TONGUE TOP TEN — OCT. 20, 2009
by Byron Coley and Thurston Moore
Sorry about our recent absence, but travel and general shit have shoved their fingers deep into our collective schedules. Hopefully, we’ll manage to wiggle around in more timely fashions now that the nuts are off the trees.
1. Was really curious to hear some sides by The Pink Noise—Canadian noise rockers recently expanded to three pieces from two—after hearing them kill it one night at Union Pool. So, was hanging at Earwax on Bedford waiting for the line to shrink in front of the Endless Summer taco truck and eyeballed their Alpha LP (Almost Ready Records) and the “Gold Light/Prince Charlies Revenge” 7” on Sacred Bones Records. Grabbed ‘em both and was kinda stunned by how much weirder and seriously zonked they were in comparison to their live blast. Gotta see ‘em again now cuz these vinyls are really outasite no (whatever) wave primal beat drum/guitar from crazy place and the singing is odd guttural scrawl. You might wanna dig this. Or eat it. We did both and are ready for many more spoonfuls.

#### [Direction 1]
Retype the lines of the records exactly, starting with the line that contains "Could you kindly segment every instance of the large" and going on through the last line of the records.
The records that follow are unrelated to the column above.

Raw records:
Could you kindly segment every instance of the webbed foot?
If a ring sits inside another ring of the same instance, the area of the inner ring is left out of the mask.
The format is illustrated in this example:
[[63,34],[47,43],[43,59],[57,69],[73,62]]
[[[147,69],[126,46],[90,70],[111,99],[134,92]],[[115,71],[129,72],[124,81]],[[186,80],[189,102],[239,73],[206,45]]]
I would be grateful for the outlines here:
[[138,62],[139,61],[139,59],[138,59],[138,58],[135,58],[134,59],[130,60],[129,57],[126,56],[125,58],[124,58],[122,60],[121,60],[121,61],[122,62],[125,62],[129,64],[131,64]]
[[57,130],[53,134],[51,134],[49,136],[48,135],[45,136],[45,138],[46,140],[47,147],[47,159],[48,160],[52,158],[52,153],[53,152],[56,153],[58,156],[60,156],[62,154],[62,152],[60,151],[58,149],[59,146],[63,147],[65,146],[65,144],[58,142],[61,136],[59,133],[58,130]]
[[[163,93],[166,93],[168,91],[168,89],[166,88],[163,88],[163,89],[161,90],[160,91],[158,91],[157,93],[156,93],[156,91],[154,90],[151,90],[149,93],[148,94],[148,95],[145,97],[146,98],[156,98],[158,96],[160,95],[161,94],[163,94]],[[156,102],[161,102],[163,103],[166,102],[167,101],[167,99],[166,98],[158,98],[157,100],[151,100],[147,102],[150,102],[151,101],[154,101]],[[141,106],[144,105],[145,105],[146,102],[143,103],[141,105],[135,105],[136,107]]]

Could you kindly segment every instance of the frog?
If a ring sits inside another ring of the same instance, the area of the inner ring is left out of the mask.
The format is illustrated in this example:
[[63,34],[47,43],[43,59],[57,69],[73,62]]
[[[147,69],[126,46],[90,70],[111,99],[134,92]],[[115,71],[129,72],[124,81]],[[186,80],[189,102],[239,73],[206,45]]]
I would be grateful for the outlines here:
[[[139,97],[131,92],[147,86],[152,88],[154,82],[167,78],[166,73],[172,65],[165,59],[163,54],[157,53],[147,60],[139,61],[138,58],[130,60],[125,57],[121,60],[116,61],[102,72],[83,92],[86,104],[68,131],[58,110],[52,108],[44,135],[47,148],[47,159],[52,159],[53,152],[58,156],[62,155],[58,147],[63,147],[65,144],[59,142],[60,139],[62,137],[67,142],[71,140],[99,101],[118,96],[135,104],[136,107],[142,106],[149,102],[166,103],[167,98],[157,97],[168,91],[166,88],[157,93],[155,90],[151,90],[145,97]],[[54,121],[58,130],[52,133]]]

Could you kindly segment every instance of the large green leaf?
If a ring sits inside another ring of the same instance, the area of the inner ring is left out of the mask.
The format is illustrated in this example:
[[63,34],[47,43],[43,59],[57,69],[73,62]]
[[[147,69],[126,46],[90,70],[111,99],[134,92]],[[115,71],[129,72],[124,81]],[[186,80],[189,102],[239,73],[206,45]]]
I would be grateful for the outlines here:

#### [Direction 2]
Echo the whole Tongue Top Ten column word for word.

#### [Output 1]
Could you kindly segment every instance of the large green leaf?
If a ring sits inside another ring of the same instance, the area of the inner ring is left out of the mask.
The format is illustrated in this example:
[[63,34],[47,43],[43,59],[57,69],[73,62]]
[[[147,69],[126,46],[90,70],[111,99],[134,92]],[[115,71],[129,72],[124,81]],[[186,80],[189,102],[239,73],[206,45]]]
I would be grateful for the outlines here:

#### [Output 2]
TONGUE TOP TEN — OCT. 20, 2009
by Byron Coley and Thurston Moore
Sorry about our recent absence, but travel and general shit have shoved their fingers deep into our collective schedules. Hopefully, we’ll manage to wiggle around in more timely fashions now that the nuts are off the trees.
1. Was really curious to hear some sides by The Pink Noise—Canadian noise rockers recently expanded to three pieces from two—after hearing them kill it one night at Union Pool. So, was hanging at Earwax on Bedford waiting for the line to shrink in front of the Endless Summer taco truck and eyeballed their Alpha LP (Almost Ready Records) and the “Gold Light/Prince Charlies Revenge” 7” on Sacred Bones Records. Grabbed ‘em both and was kinda stunned by how much weirder and seriously zonked they were in comparison to their live blast. Gotta see ‘em again now cuz these vinyls are really outasite no (whatever) wave primal beat drum/guitar from crazy place and the singing is odd guttural scrawl. You might wanna dig this. Or eat it. We did both and are ready for many more spoonfuls.